----- DATA TO USE

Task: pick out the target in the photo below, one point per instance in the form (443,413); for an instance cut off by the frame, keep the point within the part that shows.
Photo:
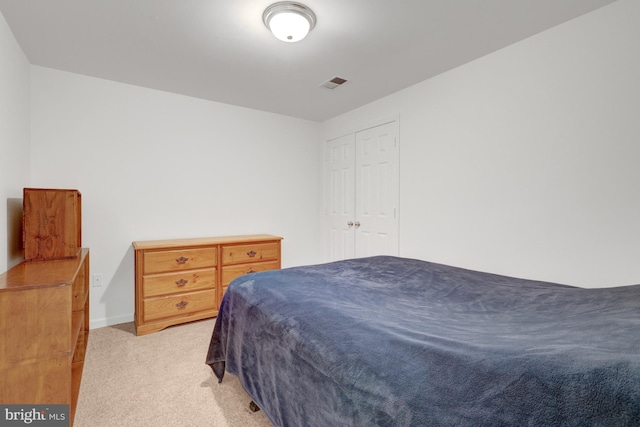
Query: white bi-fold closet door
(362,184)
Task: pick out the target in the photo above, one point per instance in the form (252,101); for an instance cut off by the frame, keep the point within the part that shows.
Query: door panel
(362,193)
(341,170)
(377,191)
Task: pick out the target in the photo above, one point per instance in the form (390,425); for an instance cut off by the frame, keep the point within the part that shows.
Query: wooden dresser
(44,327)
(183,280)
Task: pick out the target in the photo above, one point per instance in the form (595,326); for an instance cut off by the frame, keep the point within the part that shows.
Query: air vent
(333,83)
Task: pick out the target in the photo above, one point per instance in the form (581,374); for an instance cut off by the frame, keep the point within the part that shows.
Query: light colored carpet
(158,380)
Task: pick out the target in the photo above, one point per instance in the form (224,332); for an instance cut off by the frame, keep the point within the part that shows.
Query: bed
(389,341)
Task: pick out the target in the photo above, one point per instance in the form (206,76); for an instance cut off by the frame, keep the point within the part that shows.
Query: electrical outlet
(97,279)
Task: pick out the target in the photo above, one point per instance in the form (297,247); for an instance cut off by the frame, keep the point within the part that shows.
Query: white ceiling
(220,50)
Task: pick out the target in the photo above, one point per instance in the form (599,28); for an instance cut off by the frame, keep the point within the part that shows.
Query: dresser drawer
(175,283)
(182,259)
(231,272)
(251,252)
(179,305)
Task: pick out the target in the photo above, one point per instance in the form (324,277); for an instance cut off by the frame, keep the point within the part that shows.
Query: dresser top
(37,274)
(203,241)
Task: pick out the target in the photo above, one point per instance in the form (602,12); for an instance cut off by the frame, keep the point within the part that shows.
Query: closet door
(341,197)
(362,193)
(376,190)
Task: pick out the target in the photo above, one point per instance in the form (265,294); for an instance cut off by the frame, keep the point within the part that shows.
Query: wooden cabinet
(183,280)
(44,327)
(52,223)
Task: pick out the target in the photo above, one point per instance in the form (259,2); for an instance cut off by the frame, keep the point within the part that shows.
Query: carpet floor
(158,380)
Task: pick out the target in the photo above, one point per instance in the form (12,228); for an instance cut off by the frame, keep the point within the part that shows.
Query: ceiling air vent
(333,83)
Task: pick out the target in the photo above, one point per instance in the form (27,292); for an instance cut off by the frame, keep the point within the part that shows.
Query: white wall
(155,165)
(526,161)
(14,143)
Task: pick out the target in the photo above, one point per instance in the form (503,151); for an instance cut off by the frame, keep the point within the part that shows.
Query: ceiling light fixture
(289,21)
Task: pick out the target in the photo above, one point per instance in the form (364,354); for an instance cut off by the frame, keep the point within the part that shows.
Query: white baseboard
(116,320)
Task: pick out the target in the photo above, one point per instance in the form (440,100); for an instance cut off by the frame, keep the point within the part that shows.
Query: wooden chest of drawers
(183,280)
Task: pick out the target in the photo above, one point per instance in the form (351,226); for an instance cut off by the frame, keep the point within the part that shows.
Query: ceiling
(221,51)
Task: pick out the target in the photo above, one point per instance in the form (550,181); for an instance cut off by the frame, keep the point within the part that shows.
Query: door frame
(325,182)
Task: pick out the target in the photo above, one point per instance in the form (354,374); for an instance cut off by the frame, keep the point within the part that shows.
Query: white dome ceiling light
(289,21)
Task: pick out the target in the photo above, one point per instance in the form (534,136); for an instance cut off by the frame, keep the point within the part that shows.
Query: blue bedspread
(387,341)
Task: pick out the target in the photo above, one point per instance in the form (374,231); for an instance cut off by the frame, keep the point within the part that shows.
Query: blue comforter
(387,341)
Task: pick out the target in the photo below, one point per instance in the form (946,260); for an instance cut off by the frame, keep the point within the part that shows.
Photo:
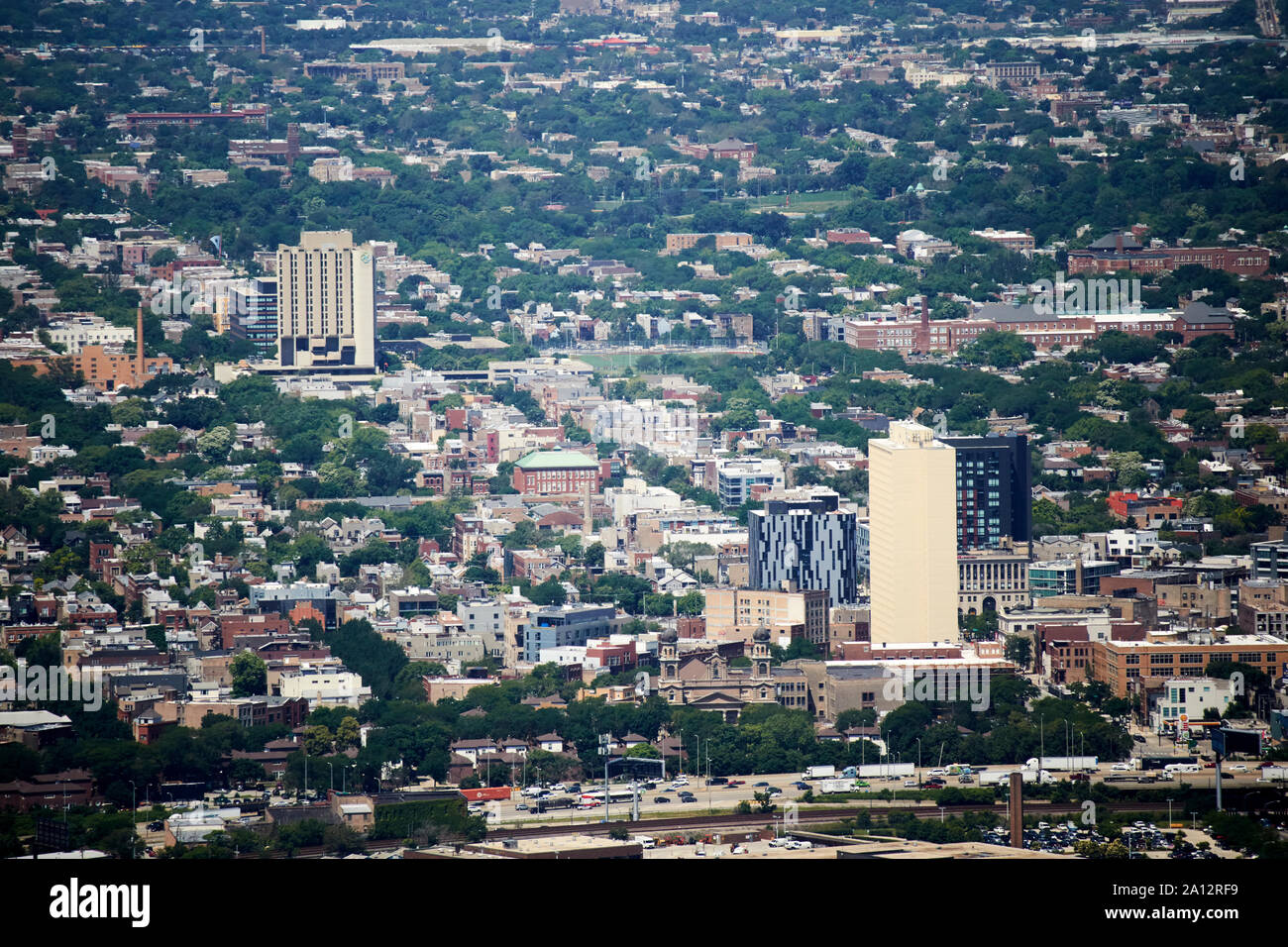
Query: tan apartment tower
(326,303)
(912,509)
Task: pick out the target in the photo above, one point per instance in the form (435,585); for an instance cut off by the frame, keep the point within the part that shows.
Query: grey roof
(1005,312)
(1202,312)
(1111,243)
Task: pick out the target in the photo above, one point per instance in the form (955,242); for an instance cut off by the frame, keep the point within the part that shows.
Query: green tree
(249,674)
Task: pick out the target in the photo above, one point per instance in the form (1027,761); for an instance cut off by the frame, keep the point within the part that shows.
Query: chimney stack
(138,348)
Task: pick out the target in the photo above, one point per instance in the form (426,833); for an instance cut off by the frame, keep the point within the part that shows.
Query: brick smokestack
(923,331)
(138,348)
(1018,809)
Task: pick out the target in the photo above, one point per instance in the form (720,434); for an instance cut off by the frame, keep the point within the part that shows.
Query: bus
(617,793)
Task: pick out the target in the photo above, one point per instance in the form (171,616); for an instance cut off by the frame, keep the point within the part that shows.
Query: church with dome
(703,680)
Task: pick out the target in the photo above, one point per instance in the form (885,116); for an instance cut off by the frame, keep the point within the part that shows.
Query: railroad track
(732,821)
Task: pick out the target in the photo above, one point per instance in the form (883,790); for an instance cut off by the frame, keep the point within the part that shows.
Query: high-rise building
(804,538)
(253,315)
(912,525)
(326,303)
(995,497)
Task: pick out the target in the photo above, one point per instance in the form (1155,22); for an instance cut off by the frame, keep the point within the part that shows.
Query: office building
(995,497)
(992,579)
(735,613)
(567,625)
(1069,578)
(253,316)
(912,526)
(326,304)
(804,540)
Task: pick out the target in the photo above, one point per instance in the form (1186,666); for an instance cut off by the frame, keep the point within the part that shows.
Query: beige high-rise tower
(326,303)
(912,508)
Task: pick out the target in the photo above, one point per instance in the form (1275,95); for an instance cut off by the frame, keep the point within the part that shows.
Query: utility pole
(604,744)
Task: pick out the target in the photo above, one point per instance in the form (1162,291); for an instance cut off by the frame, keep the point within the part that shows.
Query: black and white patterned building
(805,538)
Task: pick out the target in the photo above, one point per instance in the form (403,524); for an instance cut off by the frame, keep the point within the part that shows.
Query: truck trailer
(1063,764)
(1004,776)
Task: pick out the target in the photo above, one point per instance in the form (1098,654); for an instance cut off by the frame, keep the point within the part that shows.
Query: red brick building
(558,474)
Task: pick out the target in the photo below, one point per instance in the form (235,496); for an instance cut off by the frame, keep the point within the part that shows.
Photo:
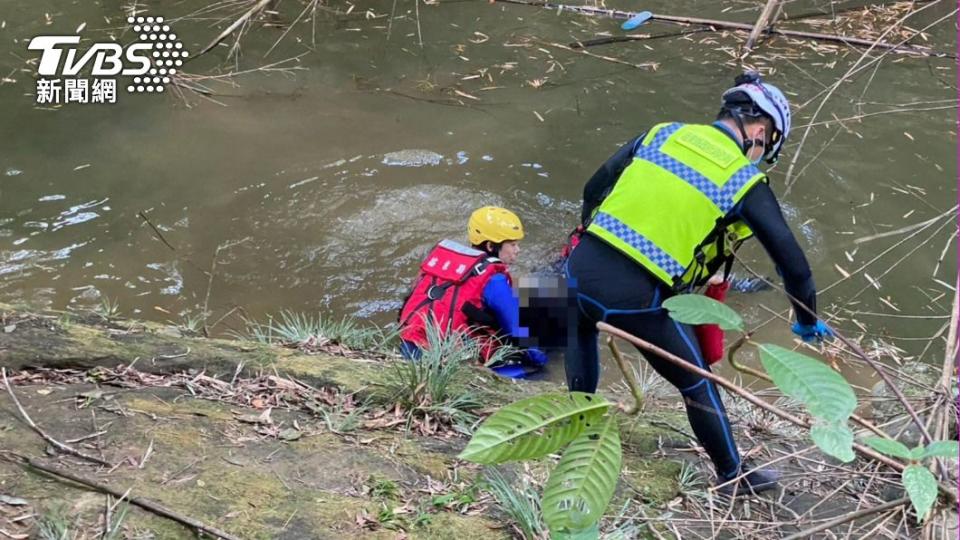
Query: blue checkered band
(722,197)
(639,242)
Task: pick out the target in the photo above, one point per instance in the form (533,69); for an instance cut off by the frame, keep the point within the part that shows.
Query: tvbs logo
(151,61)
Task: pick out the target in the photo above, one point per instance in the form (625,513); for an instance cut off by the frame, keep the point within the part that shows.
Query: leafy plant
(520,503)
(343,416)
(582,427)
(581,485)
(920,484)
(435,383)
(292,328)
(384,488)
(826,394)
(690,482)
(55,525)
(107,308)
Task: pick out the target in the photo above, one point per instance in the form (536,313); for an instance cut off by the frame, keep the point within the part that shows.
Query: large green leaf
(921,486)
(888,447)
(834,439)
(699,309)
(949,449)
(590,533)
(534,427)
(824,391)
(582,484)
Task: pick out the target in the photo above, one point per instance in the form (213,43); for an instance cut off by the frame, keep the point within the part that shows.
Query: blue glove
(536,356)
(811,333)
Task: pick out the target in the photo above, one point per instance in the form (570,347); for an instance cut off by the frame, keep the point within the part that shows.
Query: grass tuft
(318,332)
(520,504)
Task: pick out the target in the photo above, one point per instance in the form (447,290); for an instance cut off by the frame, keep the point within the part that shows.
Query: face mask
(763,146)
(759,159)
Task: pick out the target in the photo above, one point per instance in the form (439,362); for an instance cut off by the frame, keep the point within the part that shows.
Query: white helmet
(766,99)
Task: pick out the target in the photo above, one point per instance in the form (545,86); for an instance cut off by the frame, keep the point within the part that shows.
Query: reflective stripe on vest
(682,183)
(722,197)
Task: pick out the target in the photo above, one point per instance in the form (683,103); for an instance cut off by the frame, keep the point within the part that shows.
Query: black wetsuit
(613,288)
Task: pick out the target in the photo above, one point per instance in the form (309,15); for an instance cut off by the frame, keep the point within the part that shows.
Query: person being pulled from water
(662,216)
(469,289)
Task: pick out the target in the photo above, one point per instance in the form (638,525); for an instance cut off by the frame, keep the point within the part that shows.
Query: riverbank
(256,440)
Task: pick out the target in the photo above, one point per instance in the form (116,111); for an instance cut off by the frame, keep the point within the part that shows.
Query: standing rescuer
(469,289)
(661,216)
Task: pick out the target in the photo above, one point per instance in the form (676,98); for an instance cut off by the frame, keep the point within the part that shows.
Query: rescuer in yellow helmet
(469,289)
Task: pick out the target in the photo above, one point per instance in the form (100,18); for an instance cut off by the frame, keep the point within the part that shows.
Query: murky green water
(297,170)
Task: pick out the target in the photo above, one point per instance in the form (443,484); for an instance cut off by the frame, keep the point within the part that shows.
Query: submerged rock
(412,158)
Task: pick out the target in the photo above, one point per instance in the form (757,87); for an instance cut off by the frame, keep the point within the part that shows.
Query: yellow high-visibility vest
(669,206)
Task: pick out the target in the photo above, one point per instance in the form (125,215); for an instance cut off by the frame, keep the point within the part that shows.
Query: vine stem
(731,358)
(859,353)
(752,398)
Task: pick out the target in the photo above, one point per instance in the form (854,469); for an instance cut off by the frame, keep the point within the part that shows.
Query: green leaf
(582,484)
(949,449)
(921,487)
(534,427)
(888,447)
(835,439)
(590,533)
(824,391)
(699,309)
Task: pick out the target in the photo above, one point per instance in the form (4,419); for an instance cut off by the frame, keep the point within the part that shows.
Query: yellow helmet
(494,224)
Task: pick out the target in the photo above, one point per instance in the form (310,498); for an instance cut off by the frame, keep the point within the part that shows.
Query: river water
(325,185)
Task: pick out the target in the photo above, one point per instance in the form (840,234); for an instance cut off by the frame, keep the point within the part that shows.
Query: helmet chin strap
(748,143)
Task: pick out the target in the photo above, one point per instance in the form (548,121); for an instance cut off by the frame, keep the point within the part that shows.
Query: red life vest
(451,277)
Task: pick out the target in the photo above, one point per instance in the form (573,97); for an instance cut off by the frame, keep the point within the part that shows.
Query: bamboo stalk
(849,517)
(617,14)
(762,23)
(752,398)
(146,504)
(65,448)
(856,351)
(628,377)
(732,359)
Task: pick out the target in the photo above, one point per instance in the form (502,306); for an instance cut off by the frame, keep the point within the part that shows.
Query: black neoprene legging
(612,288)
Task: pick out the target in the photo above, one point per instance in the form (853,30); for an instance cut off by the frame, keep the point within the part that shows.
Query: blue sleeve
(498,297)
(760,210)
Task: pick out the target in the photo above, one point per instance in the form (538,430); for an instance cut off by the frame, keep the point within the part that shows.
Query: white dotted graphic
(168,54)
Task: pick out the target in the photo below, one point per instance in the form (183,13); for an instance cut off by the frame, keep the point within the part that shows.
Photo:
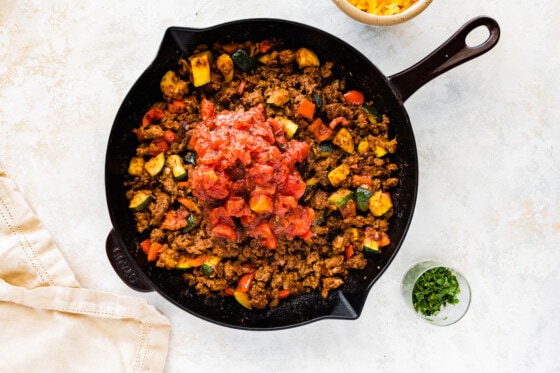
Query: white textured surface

----------

▶ [WHAT YOU SHOULD DO] Copy the stretch of the listing above from the line containing "the form (538,430);" through the end of the listing, swapping "frame" for "border" and keeping everything else the same. Leave the pictures out of your copy.

▶ [ANSWER]
Task: pick out the target in the photo above, one point per instance in the form (538,430); for an instance cut off by the border, keep the point within the part that shows.
Query: white dotted graphic
(168,54)
Task: pick out the target in the photo below, one point per instance in the form (183,13); for an instance cut off by the border, keep the point within the part that shows.
Photo:
Query: white textured surface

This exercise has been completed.